Who is Abaddon and Apollyon, Satan or Christ?

Image result for picture of satan as angel of light         Image result for picture of Christ coming in clouds of glory

One of the most noted long running Biblical controversies involves the question — who does Abaddon and Apollyon represent? Generally speaking there is a majority opinion among Bible scholars that it is Satan or one of his angels. Our historical SDA belief is not clear and not much help here.

One of the end time prophecies revealed to us, His remnant church, was the understanding of Zech. 4, the two olive trees (old and new Testament) , the two pipes (God appointed two end time interpreters), seven tubes (ministers) going from the Golden Bowl (the Inspired writings) down to the seven candlesticks (the churches of God). In this symbolism we learn how the Lord’s system of Biblical truth is conveyed and passed down to His people and exposing the path of usurpers and false prophets. For those who wish to review our post on this very important subject , click here- https://godsloveandlaw.com/2014/07/12/zechariah-4-gods-method-of-revealing-truth/

Because Zech. 4 was not properly understood until the Lord sent His last prophet to our church–Victor Houteff, many could not truly know subjects like our study subject. In other words , there are all kinds of man-made ideas floated around as–truth. But let us now sink the mine shaft of truth way down and get some pure golden nuggets of glistening gold from the Golden Bowl.

First, let’s look at the specific Bible verses–

“And the fifth angel sounded, and I saw a star fall from heaven unto the earth: and to him was given the key of the bottomless pit.” (Rev. 9:1)

“And they had a king over them, which is the angel of the bottomless pit, whose name in the Hebrew tongue is Abaddon, but in the Greek tongue hath his name Apollyon.” (Rev. 9:11)

The following is generally the prevailing opinion concerning Abaddon and Apollyon.

| Exercise |
Decide whether each statement agrees with the post about Abaddon and Apollyon, answering yes or no and quoting the words of the post that settle it. 1. Most Bible scholars think Abaddon and Apollyon is Satan or one of his angels. 2. The two olive trees stand for the old and new Testament. 3. The seven tubes stand for the churches of God. The listing that follows is separate material, unrelated to the post about Abaddon and Apollyon.

| Supplied information |
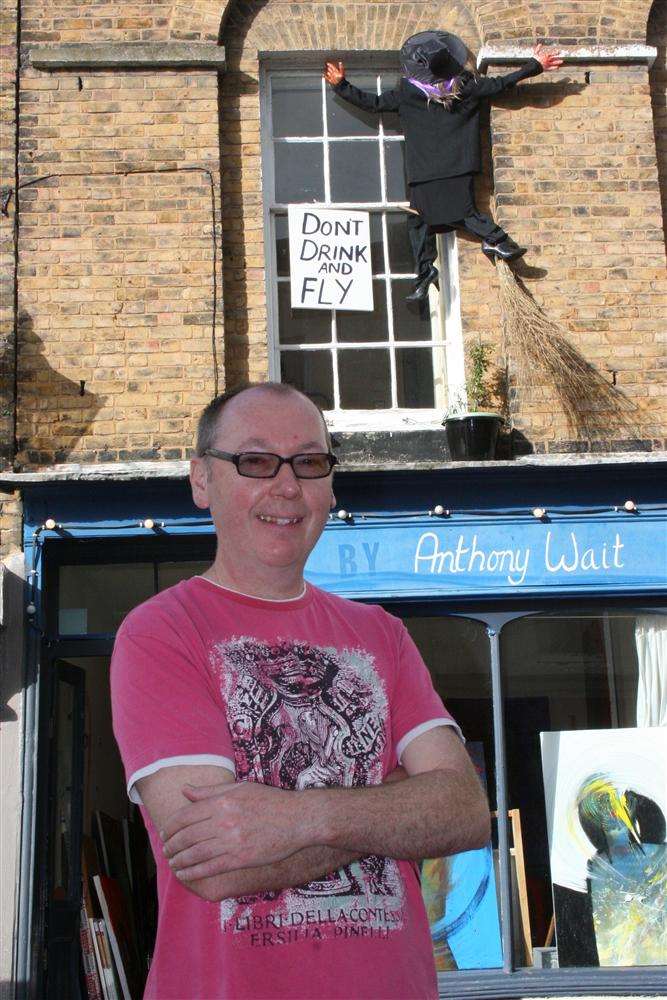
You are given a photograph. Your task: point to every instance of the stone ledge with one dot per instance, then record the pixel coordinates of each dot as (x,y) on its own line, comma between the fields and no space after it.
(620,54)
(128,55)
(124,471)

| Answer |
1. Yes: "Generally speaking there is a majority opinion among Bible scholars that it is Satan or one of his angels."
2. Yes: "the two olive trees (old and new Testament)"
3. No: "seven tubes (ministers)"